:: Exercise ::
Could you repeat every record exactly as it appears?

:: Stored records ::
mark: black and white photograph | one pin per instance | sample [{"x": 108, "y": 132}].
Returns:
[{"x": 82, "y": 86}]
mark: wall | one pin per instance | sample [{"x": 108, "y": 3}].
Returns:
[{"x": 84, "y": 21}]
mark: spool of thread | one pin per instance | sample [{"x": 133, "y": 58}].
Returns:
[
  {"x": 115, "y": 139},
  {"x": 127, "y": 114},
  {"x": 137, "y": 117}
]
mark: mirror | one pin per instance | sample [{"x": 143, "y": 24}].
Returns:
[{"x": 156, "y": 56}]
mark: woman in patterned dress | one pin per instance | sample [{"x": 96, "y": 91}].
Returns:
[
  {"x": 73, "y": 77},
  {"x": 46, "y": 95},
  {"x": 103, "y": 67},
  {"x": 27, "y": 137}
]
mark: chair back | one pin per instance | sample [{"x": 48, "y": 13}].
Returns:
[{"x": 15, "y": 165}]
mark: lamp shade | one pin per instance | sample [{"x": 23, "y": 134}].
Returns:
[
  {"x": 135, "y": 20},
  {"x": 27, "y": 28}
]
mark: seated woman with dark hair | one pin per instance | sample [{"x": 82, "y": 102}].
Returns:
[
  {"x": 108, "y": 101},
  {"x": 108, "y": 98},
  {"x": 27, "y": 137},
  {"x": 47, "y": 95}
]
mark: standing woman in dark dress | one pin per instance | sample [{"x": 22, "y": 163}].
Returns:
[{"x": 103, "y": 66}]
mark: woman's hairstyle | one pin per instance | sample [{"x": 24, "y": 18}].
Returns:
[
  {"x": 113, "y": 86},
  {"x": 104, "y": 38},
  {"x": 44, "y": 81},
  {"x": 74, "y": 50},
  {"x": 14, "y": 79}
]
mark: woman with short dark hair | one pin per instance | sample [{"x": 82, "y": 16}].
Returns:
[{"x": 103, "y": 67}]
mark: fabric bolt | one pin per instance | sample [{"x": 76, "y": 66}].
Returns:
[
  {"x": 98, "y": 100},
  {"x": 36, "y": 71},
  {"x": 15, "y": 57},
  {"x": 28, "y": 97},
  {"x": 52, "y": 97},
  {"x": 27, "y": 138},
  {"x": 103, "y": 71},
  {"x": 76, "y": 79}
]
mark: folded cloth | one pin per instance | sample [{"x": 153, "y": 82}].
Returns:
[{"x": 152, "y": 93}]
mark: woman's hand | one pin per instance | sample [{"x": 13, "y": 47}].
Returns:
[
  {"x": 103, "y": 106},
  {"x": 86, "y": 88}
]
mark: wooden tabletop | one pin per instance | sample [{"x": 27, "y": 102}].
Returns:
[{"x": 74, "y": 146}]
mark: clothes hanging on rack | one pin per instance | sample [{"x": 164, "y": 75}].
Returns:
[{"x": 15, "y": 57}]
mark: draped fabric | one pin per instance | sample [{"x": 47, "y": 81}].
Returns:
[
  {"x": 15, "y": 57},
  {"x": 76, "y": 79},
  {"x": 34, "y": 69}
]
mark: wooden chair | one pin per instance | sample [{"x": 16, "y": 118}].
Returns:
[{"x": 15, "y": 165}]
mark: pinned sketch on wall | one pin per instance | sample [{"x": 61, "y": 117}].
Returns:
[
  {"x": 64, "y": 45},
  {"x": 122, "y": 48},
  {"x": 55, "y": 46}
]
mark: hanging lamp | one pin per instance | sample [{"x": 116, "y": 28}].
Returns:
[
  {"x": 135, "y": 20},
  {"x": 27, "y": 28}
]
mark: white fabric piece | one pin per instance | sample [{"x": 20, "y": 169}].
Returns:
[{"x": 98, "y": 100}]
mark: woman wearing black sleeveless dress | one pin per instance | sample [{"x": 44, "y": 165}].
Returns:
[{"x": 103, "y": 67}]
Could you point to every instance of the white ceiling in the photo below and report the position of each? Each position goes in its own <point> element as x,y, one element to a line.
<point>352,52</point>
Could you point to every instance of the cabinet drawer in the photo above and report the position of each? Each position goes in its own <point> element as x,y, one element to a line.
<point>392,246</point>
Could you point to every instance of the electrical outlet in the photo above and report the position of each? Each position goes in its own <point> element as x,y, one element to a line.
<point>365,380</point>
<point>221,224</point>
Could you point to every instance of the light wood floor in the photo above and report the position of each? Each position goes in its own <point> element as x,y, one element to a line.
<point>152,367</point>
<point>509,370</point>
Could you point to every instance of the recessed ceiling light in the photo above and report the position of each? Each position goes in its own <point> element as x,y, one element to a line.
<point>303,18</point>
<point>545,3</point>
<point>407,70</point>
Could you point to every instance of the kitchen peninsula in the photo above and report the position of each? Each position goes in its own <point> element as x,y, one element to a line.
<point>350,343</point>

:: Answer for this exercise ::
mark: black and white photograph | one pin per instance | sample [{"x": 108, "y": 132}].
Returns:
[{"x": 82, "y": 86}]
mark: wall | one pin per instance | sample [{"x": 108, "y": 3}].
Returns:
[{"x": 84, "y": 21}]
mark: spool of thread | one pin per instance | sample [{"x": 133, "y": 58}].
Returns:
[
  {"x": 115, "y": 139},
  {"x": 127, "y": 114},
  {"x": 137, "y": 117}
]
mark: mirror | one pin per instance | sample [{"x": 143, "y": 24}].
Returns:
[{"x": 156, "y": 56}]
mark: woman in patterned dress | one pin per instance | sample [{"x": 96, "y": 91}].
Returns:
[
  {"x": 73, "y": 77},
  {"x": 46, "y": 95},
  {"x": 103, "y": 67},
  {"x": 27, "y": 137}
]
mark: chair back | one pin per instance | sample [{"x": 48, "y": 13}].
Returns:
[{"x": 15, "y": 165}]
mark: lamp shade | one pin per instance | sample [{"x": 23, "y": 134}].
Returns:
[
  {"x": 135, "y": 20},
  {"x": 27, "y": 28}
]
mark: seated woman with dark hair | one pin per instance | sample [{"x": 82, "y": 102}].
Returns:
[
  {"x": 108, "y": 101},
  {"x": 108, "y": 98},
  {"x": 27, "y": 137},
  {"x": 47, "y": 95}
]
mark: standing woman in dark dress | one pin per instance | sample [{"x": 22, "y": 163}].
Returns:
[{"x": 103, "y": 66}]
mark: woman's hairstyle | one pin per instance | sample [{"x": 24, "y": 18}].
Returns:
[
  {"x": 113, "y": 86},
  {"x": 104, "y": 38},
  {"x": 44, "y": 81},
  {"x": 74, "y": 50},
  {"x": 14, "y": 79}
]
mark: woman with short dark hair | one pin per instance | sample [{"x": 82, "y": 16}].
Returns:
[{"x": 103, "y": 67}]
mark: fabric bolt | one pin per instance | sample [{"x": 76, "y": 66}].
Returns:
[
  {"x": 98, "y": 100},
  {"x": 36, "y": 71},
  {"x": 15, "y": 57},
  {"x": 28, "y": 97},
  {"x": 52, "y": 97},
  {"x": 27, "y": 138},
  {"x": 103, "y": 71},
  {"x": 76, "y": 79}
]
mark: folded cloth | one pin per instance | sample [{"x": 153, "y": 82}].
Returns:
[{"x": 152, "y": 93}]
mark: woman's hand | one pin per instance | sample [{"x": 13, "y": 47}].
Returns:
[
  {"x": 103, "y": 106},
  {"x": 86, "y": 88}
]
mark: wooden tabletop | one pin per instance | sample [{"x": 27, "y": 102}].
Returns:
[{"x": 74, "y": 146}]
mark: clothes hanging on rack | one pin per instance | sample [{"x": 164, "y": 75}].
Returns:
[{"x": 15, "y": 57}]
mark: draped fabric | one pin per instance | sample [{"x": 47, "y": 81}].
Returns:
[
  {"x": 15, "y": 57},
  {"x": 76, "y": 79},
  {"x": 34, "y": 69}
]
mark: wooden chair | one pin per instance | sample [{"x": 16, "y": 118}].
Returns:
[{"x": 15, "y": 165}]
mark: pinned sketch on wall | one pin per instance | sample [{"x": 61, "y": 117}].
Returns:
[
  {"x": 64, "y": 45},
  {"x": 122, "y": 48},
  {"x": 55, "y": 46}
]
mark: hanging lamp | one pin per instance | sample [{"x": 116, "y": 28}].
Returns:
[
  {"x": 135, "y": 20},
  {"x": 27, "y": 28}
]
mark: white fabric piece | one pin per instance | sample [{"x": 20, "y": 169}].
Returns:
[{"x": 98, "y": 100}]
mark: woman wearing black sleeveless dress | one pin per instance | sample [{"x": 44, "y": 165}].
Returns:
[{"x": 103, "y": 67}]
Could you point to every instance of the white ceiling in the photo below and report the position of each? Each position goes in its own <point> element as x,y, one element to a line.
<point>352,52</point>
Could you point to every instance of the cabinet drawer in the photo above and report the position of each? Each position goes in its own <point> element as x,y, one element to a line.
<point>392,246</point>
Could you point to every instance of the electrical outlet in the photo above and report the position of each? Each position goes in its own <point> element as x,y, one element to a line.
<point>365,380</point>
<point>221,224</point>
Could you point to every instance of the light wood floor in the photo above and report the position of each? Each position goes in its own <point> element as x,y, one element to a line.
<point>152,367</point>
<point>509,370</point>
Could you point to every instance of the recessed ceiling light in the photo above and report the position of each? Each position goes in its own <point> element as x,y, one element to a line.
<point>303,18</point>
<point>545,3</point>
<point>407,70</point>
Could you point to every instance of the kitchen peninsula in the photo above and report the position of each? Each position goes in its own <point> element as x,y, one element to a line.
<point>350,343</point>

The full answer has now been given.